## Görev gereksinimleri
Aşağıdaki tüm öğelerin satırlarını, boş satırları atlayarak, Sıra ve Satır sütunlarından oluşan bir Markdown tablosu olarak yeniden yazın. Görselleri tabloya almayın.

## Sağlanan veriler
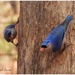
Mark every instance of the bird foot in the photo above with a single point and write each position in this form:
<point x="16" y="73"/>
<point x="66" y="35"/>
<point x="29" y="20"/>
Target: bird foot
<point x="65" y="46"/>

## Alıştırmanın çıktısı
| Sıra | Satır |
|---|---|
| 1 | Mark every instance of the bird foot in the photo above with a single point and write each position in this form: |
| 2 | <point x="16" y="73"/> |
| 3 | <point x="66" y="35"/> |
| 4 | <point x="29" y="20"/> |
| 5 | Target: bird foot |
| 6 | <point x="65" y="46"/> |